WHAT IS ASKED: Return each of the lines below that contains the word "canopy".

(Excerpts from pointing data)
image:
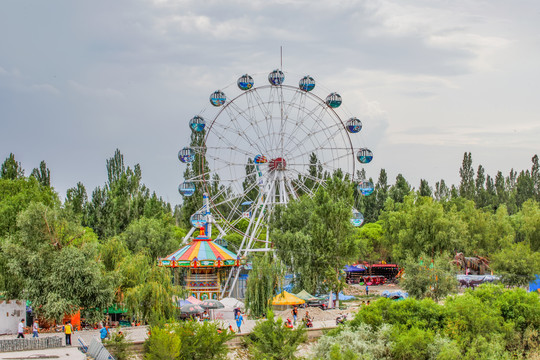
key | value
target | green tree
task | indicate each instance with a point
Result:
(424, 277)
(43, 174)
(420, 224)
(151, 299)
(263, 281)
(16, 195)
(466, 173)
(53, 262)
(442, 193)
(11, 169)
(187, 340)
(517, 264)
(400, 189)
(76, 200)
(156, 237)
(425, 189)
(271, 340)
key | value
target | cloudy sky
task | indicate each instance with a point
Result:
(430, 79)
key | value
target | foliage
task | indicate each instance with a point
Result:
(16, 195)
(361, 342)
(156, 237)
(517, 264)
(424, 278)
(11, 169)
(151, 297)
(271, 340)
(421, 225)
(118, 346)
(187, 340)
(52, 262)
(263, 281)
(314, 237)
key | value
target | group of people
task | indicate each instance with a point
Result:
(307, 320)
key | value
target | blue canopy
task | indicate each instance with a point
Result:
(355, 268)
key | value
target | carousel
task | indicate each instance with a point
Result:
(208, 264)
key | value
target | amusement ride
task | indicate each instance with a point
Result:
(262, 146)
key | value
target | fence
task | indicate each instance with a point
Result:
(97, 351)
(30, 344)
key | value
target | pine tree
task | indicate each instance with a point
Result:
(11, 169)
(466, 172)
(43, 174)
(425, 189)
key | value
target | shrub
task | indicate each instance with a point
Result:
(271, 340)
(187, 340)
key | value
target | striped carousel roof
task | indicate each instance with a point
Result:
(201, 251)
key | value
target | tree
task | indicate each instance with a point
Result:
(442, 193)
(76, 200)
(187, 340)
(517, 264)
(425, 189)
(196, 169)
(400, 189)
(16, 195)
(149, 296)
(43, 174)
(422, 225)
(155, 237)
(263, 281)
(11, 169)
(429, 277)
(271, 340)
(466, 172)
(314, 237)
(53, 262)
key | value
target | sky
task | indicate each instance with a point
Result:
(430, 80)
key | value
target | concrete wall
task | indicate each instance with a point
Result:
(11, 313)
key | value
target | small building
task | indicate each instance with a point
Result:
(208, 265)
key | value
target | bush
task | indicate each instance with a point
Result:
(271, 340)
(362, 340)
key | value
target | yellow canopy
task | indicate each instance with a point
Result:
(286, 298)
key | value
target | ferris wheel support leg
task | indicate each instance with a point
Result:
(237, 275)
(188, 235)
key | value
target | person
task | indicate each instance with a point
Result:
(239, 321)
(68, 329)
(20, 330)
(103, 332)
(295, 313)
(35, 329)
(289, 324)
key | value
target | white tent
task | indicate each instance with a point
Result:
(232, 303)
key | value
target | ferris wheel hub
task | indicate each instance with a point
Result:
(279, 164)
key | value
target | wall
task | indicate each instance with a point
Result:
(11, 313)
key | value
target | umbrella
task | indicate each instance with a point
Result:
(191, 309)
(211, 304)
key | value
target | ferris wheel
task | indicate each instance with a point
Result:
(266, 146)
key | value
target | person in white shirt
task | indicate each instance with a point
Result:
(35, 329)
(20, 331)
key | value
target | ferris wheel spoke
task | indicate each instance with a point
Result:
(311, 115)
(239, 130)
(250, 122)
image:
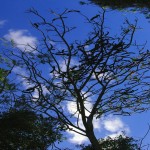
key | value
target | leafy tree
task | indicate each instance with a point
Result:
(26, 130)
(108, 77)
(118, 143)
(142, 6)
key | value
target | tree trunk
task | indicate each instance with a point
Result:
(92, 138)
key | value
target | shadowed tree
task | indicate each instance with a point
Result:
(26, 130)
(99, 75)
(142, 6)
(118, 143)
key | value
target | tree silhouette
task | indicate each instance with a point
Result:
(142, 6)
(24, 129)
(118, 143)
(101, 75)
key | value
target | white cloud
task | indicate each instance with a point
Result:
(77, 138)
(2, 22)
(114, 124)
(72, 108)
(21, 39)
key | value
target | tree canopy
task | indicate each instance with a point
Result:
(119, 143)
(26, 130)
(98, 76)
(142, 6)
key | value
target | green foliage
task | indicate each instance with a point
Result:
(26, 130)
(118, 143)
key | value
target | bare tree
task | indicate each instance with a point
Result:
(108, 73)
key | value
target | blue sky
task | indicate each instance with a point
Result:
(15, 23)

RESPONSE FOR THIS EXERCISE:
target | blue canopy
target | yellow canopy
target | tree canopy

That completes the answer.